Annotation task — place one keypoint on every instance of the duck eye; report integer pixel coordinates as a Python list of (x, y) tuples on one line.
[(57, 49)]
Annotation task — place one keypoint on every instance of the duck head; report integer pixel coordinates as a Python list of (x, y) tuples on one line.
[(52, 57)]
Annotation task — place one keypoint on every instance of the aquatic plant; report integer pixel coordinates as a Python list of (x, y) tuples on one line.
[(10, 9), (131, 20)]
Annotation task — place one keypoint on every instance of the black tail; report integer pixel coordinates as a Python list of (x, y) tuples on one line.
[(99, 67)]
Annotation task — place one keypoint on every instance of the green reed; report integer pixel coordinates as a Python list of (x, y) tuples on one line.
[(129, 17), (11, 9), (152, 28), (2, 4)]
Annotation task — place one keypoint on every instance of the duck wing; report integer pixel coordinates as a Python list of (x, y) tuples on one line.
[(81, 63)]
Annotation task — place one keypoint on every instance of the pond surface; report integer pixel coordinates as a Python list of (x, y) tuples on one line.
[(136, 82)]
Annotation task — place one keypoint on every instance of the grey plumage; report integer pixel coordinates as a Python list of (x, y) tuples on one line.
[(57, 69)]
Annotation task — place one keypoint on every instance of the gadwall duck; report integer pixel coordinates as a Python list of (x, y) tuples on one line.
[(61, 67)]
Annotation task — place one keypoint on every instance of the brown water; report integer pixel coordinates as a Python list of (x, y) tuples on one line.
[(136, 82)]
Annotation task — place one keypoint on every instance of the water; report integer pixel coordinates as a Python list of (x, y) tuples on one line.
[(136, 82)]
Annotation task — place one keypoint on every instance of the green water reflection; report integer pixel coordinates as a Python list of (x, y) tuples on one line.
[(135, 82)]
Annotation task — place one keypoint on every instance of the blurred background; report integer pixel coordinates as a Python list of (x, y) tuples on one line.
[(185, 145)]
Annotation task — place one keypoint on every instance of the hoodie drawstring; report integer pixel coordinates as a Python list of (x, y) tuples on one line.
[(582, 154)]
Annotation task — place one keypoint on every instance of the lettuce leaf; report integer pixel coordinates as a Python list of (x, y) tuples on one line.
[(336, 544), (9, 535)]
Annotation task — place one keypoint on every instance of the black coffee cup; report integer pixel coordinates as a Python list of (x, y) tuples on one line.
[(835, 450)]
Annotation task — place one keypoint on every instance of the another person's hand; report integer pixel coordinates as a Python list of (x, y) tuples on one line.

## PROMPT
Please reproduce the material in its entirety, exactly as it stands.

## YOUR RESPONSE
Annotation task — place one keypoint on every instance of the duck eye; report integer pixel coordinates as a Python list of (x, y) tuples on one line.
[(57, 49)]
Annotation task — place one keypoint on every instance of the duck head; report integer pixel coordinates as a Python list of (x, y) tuples on one line.
[(52, 57)]
Annotation task — place one keypoint on every instance of the aquatic plant; report integer pixel coordinates as a Python list of (x, y) tuples on one line.
[(10, 9), (131, 20)]
Annotation task — place one keypoint on every instance of the black tail; report integer pixel coordinates as a Python list of (x, y) tuples on one line.
[(99, 67)]
Annotation task — place one keypoint on every instance of the green reed; report integer pixel coordinates as a Python list of (x, y) tuples on one line.
[(129, 17), (11, 9), (152, 28), (2, 4)]
Annotation task — place one keypoint on every instance of the duck wing; report integer pixel coordinates as a Python list of (x, y) tuples on one line.
[(81, 63)]
Annotation task — place one keypoint on every instance of the pond surface; report integer pixel coordinates as a Python list of (x, y) tuples on one line.
[(136, 82)]
Annotation task — place one keypoint on every instance of the grey plumage; report integer pixel coordinates as a Python list of (x, y) tuples on one line.
[(57, 69)]
Annotation task — place one keypoint on every instance of the gadwall duck; report integer pixel coordinates as a Python list of (x, y) tuples on one line.
[(61, 67)]
Annotation task — place one keypoint on every instance of the brown water; report integer pixel coordinates as a Python list of (x, y) tuples on one line.
[(136, 82)]
Annotation task — place one keypoint on every instance of the water; report integer pixel coordinates as a Python list of (x, y) tuples on one line.
[(136, 82)]
Annotation task — place one keypoint on every instance of the green water reflection; report integer pixel coordinates as a Python list of (x, y) tuples on one line.
[(135, 82)]
Annotation task — place one keypoint on every instance of the blurred background; report integer pixel coordinates as a Python list of (x, y) tuples on one line.
[(185, 145)]
Annotation task — place one keypoint on every instance of the hoodie drawstring; report integer pixel coordinates as a Python list of (x, y) tuples on one line.
[(582, 154)]
Annotation task — place one keypoint on every instance of the lettuce leaf; report integer pixel coordinates as a Python list of (x, y) tuples on one line.
[(336, 544), (9, 535)]
Annotation task — place one keypoint on every instance of the black coffee cup; report integer pixel coordinates as a Python list of (x, y) tuples on one line.
[(835, 450)]
Annotation task — place one keypoint on every instance of the another person's hand; report integer pixel coordinates as a Python list of (x, y) tuples on one line.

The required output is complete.